WHAT YOU SHOULD DO: Down to the last line, restate the material below exactly.

RECORDS FOR THIS EXERCISE:
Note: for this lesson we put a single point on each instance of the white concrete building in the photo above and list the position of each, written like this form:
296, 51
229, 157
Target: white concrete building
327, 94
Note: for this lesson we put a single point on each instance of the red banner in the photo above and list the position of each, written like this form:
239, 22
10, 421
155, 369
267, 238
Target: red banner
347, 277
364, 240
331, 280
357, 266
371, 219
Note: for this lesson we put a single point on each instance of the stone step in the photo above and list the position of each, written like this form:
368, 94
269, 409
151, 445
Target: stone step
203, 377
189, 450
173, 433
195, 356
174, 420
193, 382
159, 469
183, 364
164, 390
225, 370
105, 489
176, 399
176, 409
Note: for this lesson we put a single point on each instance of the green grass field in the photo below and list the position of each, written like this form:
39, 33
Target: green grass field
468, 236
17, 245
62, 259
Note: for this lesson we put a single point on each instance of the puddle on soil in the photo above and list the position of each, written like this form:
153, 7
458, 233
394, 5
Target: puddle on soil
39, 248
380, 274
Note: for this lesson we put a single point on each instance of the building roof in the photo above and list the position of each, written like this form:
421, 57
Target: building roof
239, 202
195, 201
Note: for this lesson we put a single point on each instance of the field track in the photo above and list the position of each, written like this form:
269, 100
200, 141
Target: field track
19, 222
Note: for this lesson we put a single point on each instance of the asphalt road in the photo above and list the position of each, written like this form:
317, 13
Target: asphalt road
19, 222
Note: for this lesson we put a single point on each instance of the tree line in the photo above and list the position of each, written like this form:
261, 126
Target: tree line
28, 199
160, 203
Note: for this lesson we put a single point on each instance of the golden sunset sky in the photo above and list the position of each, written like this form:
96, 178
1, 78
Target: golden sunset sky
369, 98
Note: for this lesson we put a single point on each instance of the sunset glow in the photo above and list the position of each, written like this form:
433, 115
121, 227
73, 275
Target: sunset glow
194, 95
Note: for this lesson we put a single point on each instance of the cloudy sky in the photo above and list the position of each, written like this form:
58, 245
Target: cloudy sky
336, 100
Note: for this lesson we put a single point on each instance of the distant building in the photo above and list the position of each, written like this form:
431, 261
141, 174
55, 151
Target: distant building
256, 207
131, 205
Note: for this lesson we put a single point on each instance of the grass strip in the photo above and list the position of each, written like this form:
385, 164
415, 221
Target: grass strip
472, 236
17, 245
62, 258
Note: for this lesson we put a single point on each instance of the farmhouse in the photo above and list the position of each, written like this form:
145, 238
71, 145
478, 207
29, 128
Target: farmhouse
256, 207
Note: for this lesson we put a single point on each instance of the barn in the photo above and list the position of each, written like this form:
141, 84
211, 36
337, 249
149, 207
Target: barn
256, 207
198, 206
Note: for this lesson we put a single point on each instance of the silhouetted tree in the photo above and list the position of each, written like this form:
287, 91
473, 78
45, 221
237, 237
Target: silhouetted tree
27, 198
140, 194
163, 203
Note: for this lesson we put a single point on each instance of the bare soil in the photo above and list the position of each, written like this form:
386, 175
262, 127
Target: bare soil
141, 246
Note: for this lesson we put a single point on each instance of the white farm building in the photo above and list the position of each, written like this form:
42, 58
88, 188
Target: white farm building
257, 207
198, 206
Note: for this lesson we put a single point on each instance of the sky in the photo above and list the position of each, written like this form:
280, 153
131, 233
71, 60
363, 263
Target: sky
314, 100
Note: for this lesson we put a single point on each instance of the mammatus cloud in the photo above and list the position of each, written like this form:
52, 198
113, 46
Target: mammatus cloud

RESPONSE TO THIS EXERCISE:
Note: for this lesson we put a single point on each instance of the white concrete building in the photo above and list the position of each, written like this form:
296, 51
229, 157
Target: white concrete building
327, 94
Note: for this lesson we put a single point on each instance of the red banner in the photo above and list the position of each, written like this form:
239, 22
10, 421
155, 369
267, 238
Target: red banner
347, 277
364, 240
331, 280
357, 266
371, 219
Note: for this lesson we put a single point on each instance of the stone step in the photo above and list the position of each, written like this form:
368, 94
269, 409
151, 445
Target: stone step
203, 377
189, 450
173, 433
195, 356
174, 420
193, 382
159, 469
183, 364
164, 390
225, 370
105, 489
176, 399
176, 409
Note: for this lesson we put a single point on each instance of the green grass field in the photo below and list the position of each, written like this form:
39, 33
Target: green grass field
468, 236
17, 245
62, 259
Note: for this lesson we put a single point on each instance of the puddle on soil in the photo above and list the position of each, written like this form:
153, 7
458, 233
394, 5
Target: puddle on soil
39, 248
380, 274
Note: for this lesson we put a single point on each instance of the building roof in the photo above and list the position of each, written like this form:
421, 57
Target: building roof
239, 202
195, 201
Note: for this lesson we put a single point on each instance of the field track in the photo above and list the position of each, written like this form:
269, 100
200, 141
Target: field track
19, 222
Note: for this lesson we put a single point on each instance of the asphalt road in the photo above and list the position of each, written like this form:
317, 13
Target: asphalt road
19, 222
Note: for this lesson we put a single point on each instance of the tree line in the photo above and list the position of each, written like this form:
261, 126
Target: tree line
28, 199
160, 203
Note: for this lesson we put a single point on each instance of the golden sunset sky in the photo above and list the position of each, written like this form:
96, 178
1, 78
Target: golden sunset sky
369, 98
Note: for this lesson we put a single point on each instance of the sunset glow in the photo above and list the position of each, written like this form:
433, 115
121, 227
73, 275
Target: sunset glow
194, 95
Note: for this lesson we put a single point on each instance of the cloudy sky in the photo above and list the position of each, written like this form:
58, 245
Target: cloudy sky
336, 100
Note: for this lesson we put a single point on each instance of the distant building in the photo above and list the position of each, written like this form:
431, 261
141, 174
55, 151
Target: distant building
256, 207
131, 205
Note: for this lesson we put a single point on each instance of the grass strip in the photo above and list the position of each, written like this form:
385, 164
415, 221
Target: grass strip
472, 236
17, 245
62, 258
Note: for this lesson we put a single point on each instance of the farmhouse in the photo above and list the position of each, written like this form:
145, 238
71, 145
478, 207
29, 128
Target: farmhouse
256, 207
Note: for this lesson we put a single point on each instance of the barn in the photo above and list the position of each, written like this form:
141, 84
211, 36
337, 249
149, 207
Target: barn
256, 207
198, 206
Note: for this lesson we put a single point on each instance of the silhouetted tree in the photo above and list the position of each, written like this form:
287, 91
473, 78
45, 221
237, 237
Target: silhouetted tree
27, 198
140, 194
163, 203
Note: for this lesson we put a single point on each instance of the bare soil in the photo above and list the position of each, written like this form:
386, 175
262, 127
Target: bare soil
141, 246
Note: for this lesson we put a single point on each instance of the white farm building in the photo above and list the position of each, written like this form:
42, 58
88, 188
Target: white farm building
257, 207
198, 206
Note: for this lesson we put a single point on each instance of the sky in the photo above and list the position of each, written like this form:
280, 153
131, 233
71, 60
363, 263
Target: sky
314, 100
Note: for this lesson we put a single point on each instance of the mammatus cloud in the photo above and list the position of each, written like this form:
52, 198
113, 46
Target: mammatus cloud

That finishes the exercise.